# EXTRACTED RECORDS start
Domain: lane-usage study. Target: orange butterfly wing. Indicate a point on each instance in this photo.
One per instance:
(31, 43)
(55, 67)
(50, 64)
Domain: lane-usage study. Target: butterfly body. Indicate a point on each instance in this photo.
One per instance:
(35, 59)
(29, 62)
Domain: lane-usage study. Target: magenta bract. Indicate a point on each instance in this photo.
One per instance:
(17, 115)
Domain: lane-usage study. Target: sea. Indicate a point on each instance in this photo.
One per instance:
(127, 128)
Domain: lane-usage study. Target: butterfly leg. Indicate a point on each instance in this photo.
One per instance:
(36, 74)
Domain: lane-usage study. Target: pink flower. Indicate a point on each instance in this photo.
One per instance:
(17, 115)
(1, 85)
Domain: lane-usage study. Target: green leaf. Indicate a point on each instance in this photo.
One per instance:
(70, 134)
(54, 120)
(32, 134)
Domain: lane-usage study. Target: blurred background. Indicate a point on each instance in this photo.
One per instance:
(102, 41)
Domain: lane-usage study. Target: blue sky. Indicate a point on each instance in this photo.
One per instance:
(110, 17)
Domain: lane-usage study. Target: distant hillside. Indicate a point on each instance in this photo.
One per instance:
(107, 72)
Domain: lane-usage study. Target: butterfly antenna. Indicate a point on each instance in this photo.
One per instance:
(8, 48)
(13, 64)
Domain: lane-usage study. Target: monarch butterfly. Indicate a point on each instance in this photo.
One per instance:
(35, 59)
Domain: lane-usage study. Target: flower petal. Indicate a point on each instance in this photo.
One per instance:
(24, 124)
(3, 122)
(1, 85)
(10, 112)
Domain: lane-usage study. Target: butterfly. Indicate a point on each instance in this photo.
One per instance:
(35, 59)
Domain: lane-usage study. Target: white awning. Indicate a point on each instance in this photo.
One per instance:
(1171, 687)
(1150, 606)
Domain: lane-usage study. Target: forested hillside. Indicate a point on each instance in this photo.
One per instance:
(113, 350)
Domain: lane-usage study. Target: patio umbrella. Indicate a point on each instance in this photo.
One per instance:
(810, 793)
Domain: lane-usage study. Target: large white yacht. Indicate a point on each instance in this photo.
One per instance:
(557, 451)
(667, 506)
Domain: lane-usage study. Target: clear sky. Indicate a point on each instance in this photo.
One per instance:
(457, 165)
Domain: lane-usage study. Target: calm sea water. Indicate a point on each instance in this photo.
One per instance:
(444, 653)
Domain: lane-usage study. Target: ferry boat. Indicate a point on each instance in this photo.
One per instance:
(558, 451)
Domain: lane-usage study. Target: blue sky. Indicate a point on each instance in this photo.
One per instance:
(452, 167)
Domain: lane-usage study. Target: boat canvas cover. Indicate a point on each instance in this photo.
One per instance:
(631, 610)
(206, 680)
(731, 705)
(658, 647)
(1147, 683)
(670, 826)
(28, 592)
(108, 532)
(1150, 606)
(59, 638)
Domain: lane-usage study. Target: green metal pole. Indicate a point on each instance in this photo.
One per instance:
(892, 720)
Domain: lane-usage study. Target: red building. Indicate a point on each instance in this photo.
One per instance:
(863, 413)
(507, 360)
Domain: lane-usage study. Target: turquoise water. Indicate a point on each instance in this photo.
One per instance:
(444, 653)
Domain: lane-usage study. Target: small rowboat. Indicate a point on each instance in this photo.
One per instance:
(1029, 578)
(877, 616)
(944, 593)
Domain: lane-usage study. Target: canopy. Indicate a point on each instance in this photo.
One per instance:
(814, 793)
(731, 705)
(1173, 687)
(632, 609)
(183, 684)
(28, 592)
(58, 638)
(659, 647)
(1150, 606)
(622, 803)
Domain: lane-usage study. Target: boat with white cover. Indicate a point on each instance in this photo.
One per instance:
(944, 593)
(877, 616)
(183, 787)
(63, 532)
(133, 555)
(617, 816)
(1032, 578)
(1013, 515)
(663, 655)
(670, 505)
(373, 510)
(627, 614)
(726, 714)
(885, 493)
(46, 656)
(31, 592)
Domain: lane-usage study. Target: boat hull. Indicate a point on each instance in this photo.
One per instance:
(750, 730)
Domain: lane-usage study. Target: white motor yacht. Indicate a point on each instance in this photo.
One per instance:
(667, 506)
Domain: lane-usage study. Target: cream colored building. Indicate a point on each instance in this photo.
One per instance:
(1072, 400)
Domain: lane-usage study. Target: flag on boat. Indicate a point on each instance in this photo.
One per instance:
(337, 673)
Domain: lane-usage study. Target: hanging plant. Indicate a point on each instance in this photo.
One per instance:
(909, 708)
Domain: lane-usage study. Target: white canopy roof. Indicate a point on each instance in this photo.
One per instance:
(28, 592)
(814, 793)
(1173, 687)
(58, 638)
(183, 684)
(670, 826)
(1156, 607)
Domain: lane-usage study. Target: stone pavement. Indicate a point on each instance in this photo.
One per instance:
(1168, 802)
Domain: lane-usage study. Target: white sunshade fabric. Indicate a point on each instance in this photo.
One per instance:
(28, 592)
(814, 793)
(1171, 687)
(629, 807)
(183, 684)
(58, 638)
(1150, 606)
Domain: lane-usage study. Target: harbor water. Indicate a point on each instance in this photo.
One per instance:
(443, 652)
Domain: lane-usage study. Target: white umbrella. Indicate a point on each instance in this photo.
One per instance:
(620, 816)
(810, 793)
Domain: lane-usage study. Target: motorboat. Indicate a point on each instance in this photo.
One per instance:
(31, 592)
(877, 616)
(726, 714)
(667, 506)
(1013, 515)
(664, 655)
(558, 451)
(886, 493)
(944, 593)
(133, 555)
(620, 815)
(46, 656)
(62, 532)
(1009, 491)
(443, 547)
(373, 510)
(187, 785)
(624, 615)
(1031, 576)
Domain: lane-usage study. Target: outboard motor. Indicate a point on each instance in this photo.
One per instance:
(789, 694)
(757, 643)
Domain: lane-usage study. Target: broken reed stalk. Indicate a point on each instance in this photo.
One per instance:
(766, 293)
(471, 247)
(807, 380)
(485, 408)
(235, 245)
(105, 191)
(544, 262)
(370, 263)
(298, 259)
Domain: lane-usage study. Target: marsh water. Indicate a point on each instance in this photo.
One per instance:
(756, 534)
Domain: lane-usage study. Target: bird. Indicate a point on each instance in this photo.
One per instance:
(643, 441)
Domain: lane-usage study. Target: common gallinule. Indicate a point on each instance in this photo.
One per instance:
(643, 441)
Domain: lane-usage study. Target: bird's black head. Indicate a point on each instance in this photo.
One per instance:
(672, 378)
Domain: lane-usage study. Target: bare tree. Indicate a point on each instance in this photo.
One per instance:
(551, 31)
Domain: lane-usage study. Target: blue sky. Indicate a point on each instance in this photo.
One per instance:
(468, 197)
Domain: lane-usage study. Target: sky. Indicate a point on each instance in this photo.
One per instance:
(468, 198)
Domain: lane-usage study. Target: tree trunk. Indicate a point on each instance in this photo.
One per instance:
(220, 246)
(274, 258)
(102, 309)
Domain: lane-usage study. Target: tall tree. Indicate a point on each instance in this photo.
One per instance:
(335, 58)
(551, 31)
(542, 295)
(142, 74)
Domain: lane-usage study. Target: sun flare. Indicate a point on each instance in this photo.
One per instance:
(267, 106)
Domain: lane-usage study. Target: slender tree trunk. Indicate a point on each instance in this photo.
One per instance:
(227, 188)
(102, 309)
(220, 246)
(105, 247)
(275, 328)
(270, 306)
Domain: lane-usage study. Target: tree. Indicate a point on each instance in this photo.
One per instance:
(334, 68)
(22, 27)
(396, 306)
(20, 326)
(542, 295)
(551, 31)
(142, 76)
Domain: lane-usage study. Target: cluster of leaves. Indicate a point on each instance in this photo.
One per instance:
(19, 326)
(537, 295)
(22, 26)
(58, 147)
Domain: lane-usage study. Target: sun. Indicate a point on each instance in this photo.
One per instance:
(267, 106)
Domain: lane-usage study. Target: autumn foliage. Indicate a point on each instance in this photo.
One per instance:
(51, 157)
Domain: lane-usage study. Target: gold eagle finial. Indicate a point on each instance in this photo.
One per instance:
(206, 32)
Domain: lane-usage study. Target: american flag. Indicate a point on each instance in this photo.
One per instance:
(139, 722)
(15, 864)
# EXTRACTED RECORDS end
PROBLEM TO SOLVE> Extract, exactly as they appear, the lines from the one containing "Domain: lane-usage study. Target: sky." through the final line.

RESPONSE>
Domain: lane-usage study. Target: sky. Indicate a point on each instance in this photo.
One per instance:
(468, 198)
Domain: lane-usage study. Target: tree trunk. Indicate a point on each instance in this photo.
One per instance:
(220, 246)
(274, 258)
(102, 309)
Domain: lane-usage study. Target: tall tree. Indicate a point on each instance in this photo.
One per instance:
(335, 58)
(551, 31)
(542, 295)
(142, 74)
Domain: lane-usage study. Target: sun flare. Indicate a point on each instance in this photo.
One per instance:
(267, 106)
Domain: lane-usage study. Target: slender tree trunk. Indicate a point on each instance in this photo.
One per instance:
(227, 188)
(102, 309)
(220, 246)
(105, 247)
(275, 328)
(270, 306)
Domain: lane-usage study. Target: tree. Indicate a point on each instance in this photo.
One per instance:
(334, 68)
(22, 27)
(396, 306)
(20, 326)
(542, 295)
(551, 31)
(142, 76)
Domain: lane-usage study. Target: cluster of leaves. Indicate a point on each instance in this photo.
One per instance:
(19, 326)
(537, 295)
(22, 26)
(58, 147)
Domain: lane-usage study. Target: sun. Indicate a point on each instance in this photo.
One per instance:
(267, 106)
Domain: lane-usage study. Target: autumn foliage. Indicate a point on each instance in this photo.
One per instance:
(51, 157)
Domain: lane-usage study. Target: gold eagle finial. Indicate a point on each instance in this photo.
One per instance:
(206, 32)
Domain: lane-usage study. Target: american flag. Indicate a point on each instance in this photo.
One per instance:
(139, 722)
(15, 864)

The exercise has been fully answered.